What the task asks
Return all of the rows below verbatim, leaving out the pictures.

Excerpts of bounding box data
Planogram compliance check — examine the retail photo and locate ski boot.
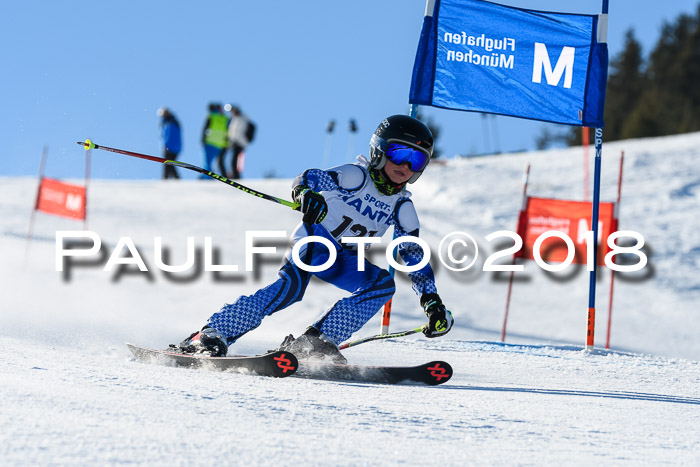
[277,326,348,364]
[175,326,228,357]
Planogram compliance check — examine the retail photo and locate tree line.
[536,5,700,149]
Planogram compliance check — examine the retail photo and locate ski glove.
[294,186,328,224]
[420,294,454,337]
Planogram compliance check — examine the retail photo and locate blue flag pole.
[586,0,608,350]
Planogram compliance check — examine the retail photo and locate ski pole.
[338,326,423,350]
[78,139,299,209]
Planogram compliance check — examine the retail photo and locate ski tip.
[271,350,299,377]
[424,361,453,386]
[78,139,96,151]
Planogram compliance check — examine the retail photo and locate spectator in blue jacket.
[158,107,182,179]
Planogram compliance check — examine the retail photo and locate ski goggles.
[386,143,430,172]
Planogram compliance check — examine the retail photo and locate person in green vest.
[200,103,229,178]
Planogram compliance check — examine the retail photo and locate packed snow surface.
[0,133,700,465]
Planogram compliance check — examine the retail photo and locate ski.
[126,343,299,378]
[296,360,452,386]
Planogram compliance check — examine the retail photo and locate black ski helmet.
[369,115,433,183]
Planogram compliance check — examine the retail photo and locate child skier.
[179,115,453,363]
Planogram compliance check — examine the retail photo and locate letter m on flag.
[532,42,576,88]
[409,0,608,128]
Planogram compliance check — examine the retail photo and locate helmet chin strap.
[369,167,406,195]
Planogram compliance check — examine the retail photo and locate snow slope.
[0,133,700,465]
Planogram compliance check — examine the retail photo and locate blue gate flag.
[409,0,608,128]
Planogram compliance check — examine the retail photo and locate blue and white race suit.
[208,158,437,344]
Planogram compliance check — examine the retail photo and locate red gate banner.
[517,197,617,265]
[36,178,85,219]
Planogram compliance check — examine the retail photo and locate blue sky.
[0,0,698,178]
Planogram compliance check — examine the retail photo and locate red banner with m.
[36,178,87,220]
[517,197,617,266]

Task result
Planogram compliance check — examine the retail photo and locate ski boot.
[277,326,348,364]
[175,326,228,357]
Planogram compliance check — examine the retail photo and locate tree line.
[536,5,700,149]
Planogram compliance check — examine the retail photo and locate ski glove.
[294,186,328,224]
[420,294,454,337]
Planogram compliance check — examine the retail photo and locate blue flag pole.
[586,0,608,350]
Planogram compliance check — examine the retail photo and locate ski pole.
[338,326,423,350]
[78,139,299,209]
Planogram compliance check — examine the retail photo and locate ski tip.
[271,350,299,377]
[424,361,453,386]
[78,139,96,151]
Planogram compliance check — examine the retail photo and locate spectator in blue jacket.
[158,107,182,179]
Planogram compliance check — examine the retail photo and locate ski goggles.
[386,143,430,172]
Planogram compliance check — examine the retail photo and locate person in green vest.
[200,103,229,178]
Planogram compliance check — examine the retail photo and locate packed snow surface.
[0,133,700,465]
Planogram compliance check — examine the retail photo and locate ski.
[126,343,299,378]
[296,360,452,386]
Planogram compliance check — examine the retail photo and locate black ski helmet.
[369,115,433,183]
Planogram compliance check — examine the retail photo and locate child skier.
[179,115,453,363]
Planogram compliance check — examine the retail photo and locate letter m on flag.
[532,42,576,88]
[409,0,608,128]
Planogram compliance check — examine the retail photo and locate helmet chin strap.
[369,167,406,195]
Planogram compliance check — examine the retail photo and locate snow slope.
[0,133,700,465]
Planogram compliance check — examine the retail photo and locate blue gate flag.
[409,0,608,128]
Planogram compliance check — examine the retail photo and locate blue and white race suit.
[208,158,437,344]
Planogram compliance check — examine the retail photo and locate red gate banner.
[517,197,617,265]
[36,178,85,219]
Planogram compliance check — examine the retail photo and locate blue sky.
[0,0,698,178]
Planogram compliance check — examine the retail photo and locate red banner with m.
[36,178,87,220]
[517,197,617,266]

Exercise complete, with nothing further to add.